═════ 選択抜粋

日本人の半数以上が、年末年始にすき焼きを食べるという結果が(キッコーマン+会員・オンラインアンケートより)。毎年おなじみのわが家の味もいいけれど、今年はさらにおいしさを格上げしてみませんか? 肉の選び方から焼き方、味つけまで、東西の名店がおいしさの秘訣を伝授。家族みんなが笑顔になる最強料理で、年末年始の食卓を彩りましょう。
【関東】「伊勢重」割りしたで”煮る”牛鍋風で味の変化を楽しむ
創業以来変わらぬ配合の割りしたで“煮る”すき焼きを提供する「伊勢重」。

「甘さ控えめのあっさりした割りしたが特徴です。関東風すき焼きの醍醐味は、煮ているうちに具材の旨みが溶け出して味わいが変化することなので、最初から強い味にならないような割りしたにしています。食べきれなかったら冷蔵庫で保存して、翌日は牛丼やおじやにしてもおいしいですよ」(「伊勢重」6代目宮本重樹さん・以下同)
◆教えてくれたのは:「伊勢重」6代目宮本重樹さん

明治2年創業。現存するすき焼き店としては東京最古といわれる。手切りの肉、炭火、割りしたの配合など、創業当時の伝統をいまも守る。

══════════
═════ 保存行一覧

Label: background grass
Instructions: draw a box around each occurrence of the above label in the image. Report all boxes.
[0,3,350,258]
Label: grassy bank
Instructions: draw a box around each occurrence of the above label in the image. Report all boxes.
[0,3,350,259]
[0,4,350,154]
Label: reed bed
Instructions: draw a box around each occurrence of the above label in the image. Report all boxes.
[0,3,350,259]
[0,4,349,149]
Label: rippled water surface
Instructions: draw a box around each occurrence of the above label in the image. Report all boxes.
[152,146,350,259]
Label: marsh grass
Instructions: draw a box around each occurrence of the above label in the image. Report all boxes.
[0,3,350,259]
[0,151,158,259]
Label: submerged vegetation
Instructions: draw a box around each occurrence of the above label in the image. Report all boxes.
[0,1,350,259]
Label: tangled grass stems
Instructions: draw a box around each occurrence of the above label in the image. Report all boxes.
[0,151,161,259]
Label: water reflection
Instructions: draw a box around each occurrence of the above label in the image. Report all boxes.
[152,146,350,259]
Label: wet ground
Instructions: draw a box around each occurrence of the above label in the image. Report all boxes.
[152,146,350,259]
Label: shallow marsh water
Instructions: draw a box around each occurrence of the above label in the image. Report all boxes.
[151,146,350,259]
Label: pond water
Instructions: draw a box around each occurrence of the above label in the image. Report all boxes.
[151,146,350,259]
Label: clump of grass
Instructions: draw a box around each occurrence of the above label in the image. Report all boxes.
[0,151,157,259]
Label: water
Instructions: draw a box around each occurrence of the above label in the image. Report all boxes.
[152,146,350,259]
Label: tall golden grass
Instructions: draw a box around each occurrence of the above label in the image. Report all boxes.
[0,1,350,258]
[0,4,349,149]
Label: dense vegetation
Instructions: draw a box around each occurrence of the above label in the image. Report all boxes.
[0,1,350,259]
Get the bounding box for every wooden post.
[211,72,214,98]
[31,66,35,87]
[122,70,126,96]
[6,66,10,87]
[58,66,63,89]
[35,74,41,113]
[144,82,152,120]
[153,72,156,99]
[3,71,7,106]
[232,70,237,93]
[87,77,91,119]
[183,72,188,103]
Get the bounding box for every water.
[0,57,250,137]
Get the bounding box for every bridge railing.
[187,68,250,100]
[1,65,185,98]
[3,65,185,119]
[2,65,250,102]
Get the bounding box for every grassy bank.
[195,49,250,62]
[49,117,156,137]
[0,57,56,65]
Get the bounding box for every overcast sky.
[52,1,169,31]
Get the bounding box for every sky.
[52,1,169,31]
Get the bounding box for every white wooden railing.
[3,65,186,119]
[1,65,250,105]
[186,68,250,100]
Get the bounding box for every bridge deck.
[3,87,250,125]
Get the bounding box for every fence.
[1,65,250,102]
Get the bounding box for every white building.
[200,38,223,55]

══════════

■ **課題**
抜粋に基づき、次の問いにお答えください。
(a) 年末年始にすき焼きを食べる日本人はどの程度とされていますか。
(b) 「伊勢重」の創業はいつですか。
(c) 食べきれなかった場合、翌日は何にしてもおいしいと述べられていますか。
抜粋のみに基づいてお答えください。

■ **解答**
(a) 半数以上です。
(b) 明治2年です。
(c) 牛丼やおじやです。